- _Task statement_
What you return should match the data below exactly, line for line.
----------------
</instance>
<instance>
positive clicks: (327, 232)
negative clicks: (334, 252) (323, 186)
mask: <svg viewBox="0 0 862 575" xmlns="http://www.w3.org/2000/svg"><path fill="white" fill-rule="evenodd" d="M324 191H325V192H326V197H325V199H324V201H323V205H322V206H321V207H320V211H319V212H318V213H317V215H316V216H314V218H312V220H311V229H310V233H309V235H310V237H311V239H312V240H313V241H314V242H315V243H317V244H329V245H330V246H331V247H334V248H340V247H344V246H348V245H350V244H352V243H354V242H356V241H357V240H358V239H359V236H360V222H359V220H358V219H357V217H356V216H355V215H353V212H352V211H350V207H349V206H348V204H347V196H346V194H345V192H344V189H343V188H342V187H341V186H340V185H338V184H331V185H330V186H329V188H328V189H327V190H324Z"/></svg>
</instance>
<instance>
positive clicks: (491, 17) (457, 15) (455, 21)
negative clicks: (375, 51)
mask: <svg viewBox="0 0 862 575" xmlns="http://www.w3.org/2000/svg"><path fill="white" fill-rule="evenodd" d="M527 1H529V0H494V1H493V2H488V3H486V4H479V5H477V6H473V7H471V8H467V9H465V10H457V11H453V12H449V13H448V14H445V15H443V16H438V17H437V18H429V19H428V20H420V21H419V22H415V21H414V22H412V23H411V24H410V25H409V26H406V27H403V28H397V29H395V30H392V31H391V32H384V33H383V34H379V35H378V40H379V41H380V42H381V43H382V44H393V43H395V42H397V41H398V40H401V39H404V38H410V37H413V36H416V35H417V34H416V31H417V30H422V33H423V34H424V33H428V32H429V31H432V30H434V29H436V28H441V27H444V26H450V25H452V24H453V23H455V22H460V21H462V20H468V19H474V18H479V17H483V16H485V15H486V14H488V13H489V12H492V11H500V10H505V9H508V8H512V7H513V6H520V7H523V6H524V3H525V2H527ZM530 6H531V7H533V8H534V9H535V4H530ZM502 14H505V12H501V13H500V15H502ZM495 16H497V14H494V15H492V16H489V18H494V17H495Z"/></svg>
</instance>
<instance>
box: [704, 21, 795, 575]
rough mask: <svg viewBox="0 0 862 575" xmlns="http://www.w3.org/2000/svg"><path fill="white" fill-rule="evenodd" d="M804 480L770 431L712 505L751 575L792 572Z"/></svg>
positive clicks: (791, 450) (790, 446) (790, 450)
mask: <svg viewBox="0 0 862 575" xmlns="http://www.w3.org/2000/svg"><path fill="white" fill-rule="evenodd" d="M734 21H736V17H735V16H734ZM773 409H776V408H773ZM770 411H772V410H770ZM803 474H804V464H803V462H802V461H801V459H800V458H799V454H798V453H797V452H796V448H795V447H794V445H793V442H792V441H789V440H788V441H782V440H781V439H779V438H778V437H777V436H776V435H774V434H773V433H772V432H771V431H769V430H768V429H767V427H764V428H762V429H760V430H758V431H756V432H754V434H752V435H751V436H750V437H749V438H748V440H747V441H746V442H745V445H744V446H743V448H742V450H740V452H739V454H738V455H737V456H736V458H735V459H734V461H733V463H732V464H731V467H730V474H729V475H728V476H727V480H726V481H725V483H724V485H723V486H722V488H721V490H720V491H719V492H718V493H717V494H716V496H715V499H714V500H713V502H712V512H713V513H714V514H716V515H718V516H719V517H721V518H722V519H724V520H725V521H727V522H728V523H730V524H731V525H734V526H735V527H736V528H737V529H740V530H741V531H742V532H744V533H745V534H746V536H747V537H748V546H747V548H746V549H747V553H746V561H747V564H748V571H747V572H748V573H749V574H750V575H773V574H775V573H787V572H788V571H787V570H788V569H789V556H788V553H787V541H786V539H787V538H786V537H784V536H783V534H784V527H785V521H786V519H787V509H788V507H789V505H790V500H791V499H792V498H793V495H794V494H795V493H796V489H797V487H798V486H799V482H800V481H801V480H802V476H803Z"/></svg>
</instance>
----------------
- _Output below_
</instance>
<instance>
positive clicks: (327, 232)
negative clicks: (334, 252) (323, 186)
mask: <svg viewBox="0 0 862 575" xmlns="http://www.w3.org/2000/svg"><path fill="white" fill-rule="evenodd" d="M324 191H325V192H326V197H325V199H324V201H323V205H322V206H321V207H320V211H319V212H318V213H317V215H316V216H314V218H312V220H311V229H310V233H309V235H310V237H311V239H312V240H313V241H314V242H315V243H317V244H329V245H330V246H331V247H334V248H340V247H344V246H348V245H350V244H352V243H354V242H356V241H357V240H358V239H359V236H360V222H359V220H358V219H357V217H356V216H355V215H353V212H352V211H350V207H349V206H348V204H347V196H346V194H345V192H344V189H343V188H342V187H341V186H340V185H338V184H331V185H330V186H329V188H328V189H327V190H324Z"/></svg>
</instance>
<instance>
positive clicks: (491, 17) (457, 15) (455, 21)
negative clicks: (375, 51)
mask: <svg viewBox="0 0 862 575" xmlns="http://www.w3.org/2000/svg"><path fill="white" fill-rule="evenodd" d="M527 1H529V0H494V1H493V2H488V3H486V4H479V5H477V6H473V7H471V8H467V9H465V10H457V11H453V12H449V13H448V14H445V15H443V16H438V17H437V18H429V19H428V20H420V21H419V22H415V21H414V22H412V23H411V24H410V25H409V26H406V27H403V28H397V29H395V30H392V31H391V32H384V33H383V34H379V35H378V40H379V41H380V42H381V43H382V44H393V43H395V42H397V41H398V40H401V39H404V38H410V37H413V36H416V35H417V34H416V31H417V30H422V33H423V34H424V33H428V32H429V31H432V30H434V29H436V28H441V27H444V26H450V25H452V24H453V23H455V22H460V21H462V20H468V19H474V18H479V17H483V16H485V15H486V14H488V13H489V12H492V11H500V10H505V9H508V8H512V7H513V6H520V7H523V6H524V3H525V2H527ZM530 6H531V7H533V8H534V9H535V4H530ZM502 14H505V12H501V13H500V15H502ZM495 16H497V14H494V15H492V16H489V18H494V17H495Z"/></svg>
</instance>
<instance>
box: [704, 21, 795, 575]
rough mask: <svg viewBox="0 0 862 575" xmlns="http://www.w3.org/2000/svg"><path fill="white" fill-rule="evenodd" d="M804 480L770 431L712 505L751 575L792 572Z"/></svg>
positive clicks: (791, 450) (790, 446) (790, 450)
mask: <svg viewBox="0 0 862 575" xmlns="http://www.w3.org/2000/svg"><path fill="white" fill-rule="evenodd" d="M734 21H736V17H735V16H734ZM773 409H776V408H773ZM770 411H772V410H770ZM803 474H804V464H803V462H802V461H801V459H800V458H799V454H798V453H797V452H796V448H795V447H794V445H793V442H792V441H789V440H788V441H782V440H781V439H779V438H778V437H777V436H776V435H774V434H773V433H772V432H771V431H769V430H768V429H767V427H764V428H762V429H760V430H758V431H756V432H754V434H752V435H751V436H750V437H749V438H748V440H747V441H746V442H745V445H744V446H743V448H742V450H740V452H739V454H738V455H737V456H736V458H735V459H734V461H733V463H732V464H731V467H730V474H729V475H728V476H727V480H726V481H725V483H724V485H723V486H722V488H721V490H720V491H719V492H718V493H717V494H716V496H715V499H714V500H713V502H712V512H713V513H714V514H716V515H718V516H719V517H721V518H722V519H724V520H725V521H727V522H728V523H730V524H731V525H734V526H735V527H736V528H737V529H740V530H741V531H742V532H744V533H745V534H746V536H747V537H748V546H747V548H746V549H747V553H746V561H747V564H748V571H747V572H748V573H749V574H750V575H773V574H775V573H787V572H788V571H787V570H788V569H789V556H788V553H787V541H786V539H787V538H786V537H784V536H783V534H784V527H785V521H786V519H787V509H788V507H789V505H790V500H791V499H792V498H793V495H794V494H795V493H796V489H797V487H798V486H799V482H800V481H801V480H802V476H803Z"/></svg>
</instance>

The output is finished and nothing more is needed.